Center for Biological Diversity

For Immediate Release, August 12, 2024

Contact:

Robin Silver, (602) 799-3275, [email protected]

Lawsuit Aims to Protect Endangered Species, Streamside Habitat in New Mexico’s Sacramento Mountains

Third Suit Targets Federal Violation of Earlier Agreements

ALBUQUERQUE, N.M.— The Center for Biological Diversity sued the U.S. Forest Service and U.S. Fish and Wildlife Service today for failing to protect riparian areas and meadows from cattle in New Mexico’s Sacramento Mountains. The areas are critical habitat for endangered New Mexico meadow jumping mice, whose survival is tied to the health of upper-elevation streams and meadows.

Today’s lawsuit is the third filed in the past five years to safeguard these rare animals, following federal agencies’ repeated violations of legal agreements to protect them and their habitat. Population numbers for the species, and several others in New Mexico and Arizona, are declining despite the agencies vowing in legal agreements to take steps to protect them.
____________
- _Study questions_
1. According to the press release about the Sacramento Mountains lawsuit, which two federal agencies did the Center for Biological Diversity sue?
2. Write the next part of the press release about the Sacramento Mountains lawsuit, picking up after its final sentence.

(Records from a dataset)
____________
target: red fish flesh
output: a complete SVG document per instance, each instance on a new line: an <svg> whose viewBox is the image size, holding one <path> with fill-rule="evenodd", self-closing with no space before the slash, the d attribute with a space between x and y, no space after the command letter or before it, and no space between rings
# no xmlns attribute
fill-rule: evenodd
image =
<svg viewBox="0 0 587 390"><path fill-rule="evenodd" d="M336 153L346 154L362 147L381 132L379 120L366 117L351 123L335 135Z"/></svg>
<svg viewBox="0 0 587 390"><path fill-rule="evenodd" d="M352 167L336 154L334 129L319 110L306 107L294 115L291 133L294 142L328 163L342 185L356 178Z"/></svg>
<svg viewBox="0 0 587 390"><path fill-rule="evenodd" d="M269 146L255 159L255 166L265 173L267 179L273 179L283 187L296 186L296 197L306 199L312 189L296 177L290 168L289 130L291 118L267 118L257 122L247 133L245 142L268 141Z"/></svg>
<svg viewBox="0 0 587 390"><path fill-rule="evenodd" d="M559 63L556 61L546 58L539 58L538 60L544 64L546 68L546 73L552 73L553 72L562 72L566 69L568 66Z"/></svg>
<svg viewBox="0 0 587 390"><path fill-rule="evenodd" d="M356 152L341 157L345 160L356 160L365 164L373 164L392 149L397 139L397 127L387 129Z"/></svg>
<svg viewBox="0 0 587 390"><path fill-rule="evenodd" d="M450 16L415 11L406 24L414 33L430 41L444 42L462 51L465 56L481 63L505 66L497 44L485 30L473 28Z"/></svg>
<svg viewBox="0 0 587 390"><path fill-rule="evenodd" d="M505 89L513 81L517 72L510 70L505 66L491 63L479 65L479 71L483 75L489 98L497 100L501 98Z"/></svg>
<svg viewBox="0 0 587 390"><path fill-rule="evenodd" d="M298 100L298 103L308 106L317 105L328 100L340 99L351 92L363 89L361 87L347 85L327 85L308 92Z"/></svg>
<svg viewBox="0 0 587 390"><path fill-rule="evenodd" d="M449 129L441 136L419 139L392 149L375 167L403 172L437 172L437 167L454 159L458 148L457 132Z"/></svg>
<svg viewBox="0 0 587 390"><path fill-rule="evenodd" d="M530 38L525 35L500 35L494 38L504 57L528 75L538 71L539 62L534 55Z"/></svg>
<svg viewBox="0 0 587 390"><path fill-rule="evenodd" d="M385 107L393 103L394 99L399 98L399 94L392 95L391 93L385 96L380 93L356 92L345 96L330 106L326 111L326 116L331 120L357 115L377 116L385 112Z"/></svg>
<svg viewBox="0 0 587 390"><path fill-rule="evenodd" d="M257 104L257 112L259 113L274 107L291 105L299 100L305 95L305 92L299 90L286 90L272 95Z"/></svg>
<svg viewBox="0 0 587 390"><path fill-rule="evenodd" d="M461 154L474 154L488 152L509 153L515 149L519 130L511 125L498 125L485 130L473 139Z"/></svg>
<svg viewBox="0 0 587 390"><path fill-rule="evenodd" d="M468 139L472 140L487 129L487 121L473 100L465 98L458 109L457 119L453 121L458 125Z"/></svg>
____________
- _Answers below_
1. The U.S. Forest Service and the U.S. Fish and Wildlife Service.

2.
“It’s infuriating that we have to go back to court to force federal officials to do their jobs and protect animals from extinction,” said Robin Silver, cofounder of the Center. “Cows continue to denude the meadows and trample the streambanks that endangered jumping mice rely on for survival in the Sacramento Mountains. Many other rare plants and animals across the Southwest are slowing going extinct because of this long pattern of neglect, with agencies hiding behind recycled old studies and meanwhile failing to control destructive cow grazing in designated critical habitat. It’s immoral, it’s illegal, and if it keeps going on like this more species will disappear forever.”

The Sacramento Mountains, a sky island rising a mile above the deserts of southern New Mexico, are home to the highest density of Mexican spotted owls in the country because of an abundance of large, old coniferous trees. The mountains are also home to an isolated, remnant population of New Mexico meadow jumping mice that has survived there since the end of the Ice Age. Protecting the streamside meadows and streams are essential for the species’ recovery and survival.

Today’s lawsuit lists multiple ways the Forest Service and Fish and Wildlife Service continue to violate the Endangered Species Act. Most recently, the agencies concluded in a biological opinion that cow grazing in jumping mouse habitat in the Lincoln National Forest would not harm the mouse while leaving up to three-fourths of its habitat unprotected.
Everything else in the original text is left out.